= Task to carry out =
Count how many lines in the records below contain the word "building". Reply with only the number.

● ● ● ●

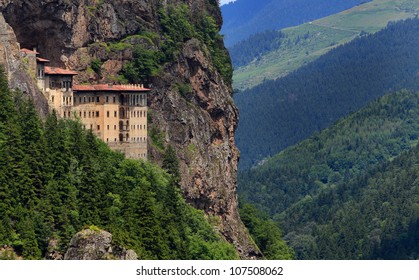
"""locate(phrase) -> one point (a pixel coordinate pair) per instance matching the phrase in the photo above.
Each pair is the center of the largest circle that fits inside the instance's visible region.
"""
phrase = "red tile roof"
(42, 59)
(58, 71)
(106, 87)
(28, 51)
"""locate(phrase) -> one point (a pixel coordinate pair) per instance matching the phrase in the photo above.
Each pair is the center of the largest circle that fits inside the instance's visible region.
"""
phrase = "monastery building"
(115, 113)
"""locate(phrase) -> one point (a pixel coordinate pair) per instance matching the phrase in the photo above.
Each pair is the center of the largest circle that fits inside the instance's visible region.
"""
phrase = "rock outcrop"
(15, 70)
(200, 124)
(96, 245)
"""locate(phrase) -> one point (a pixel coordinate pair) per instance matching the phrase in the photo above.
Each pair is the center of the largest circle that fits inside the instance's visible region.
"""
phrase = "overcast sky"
(222, 2)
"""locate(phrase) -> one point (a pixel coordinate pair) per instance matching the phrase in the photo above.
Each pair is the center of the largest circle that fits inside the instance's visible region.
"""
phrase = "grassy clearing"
(307, 42)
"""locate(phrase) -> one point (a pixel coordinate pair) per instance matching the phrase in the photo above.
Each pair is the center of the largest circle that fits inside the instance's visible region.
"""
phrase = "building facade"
(117, 114)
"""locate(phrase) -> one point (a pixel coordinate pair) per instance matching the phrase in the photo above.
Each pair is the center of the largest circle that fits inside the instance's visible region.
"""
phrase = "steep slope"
(56, 178)
(305, 43)
(191, 102)
(243, 18)
(280, 113)
(351, 190)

● ● ● ●

= Final result =
2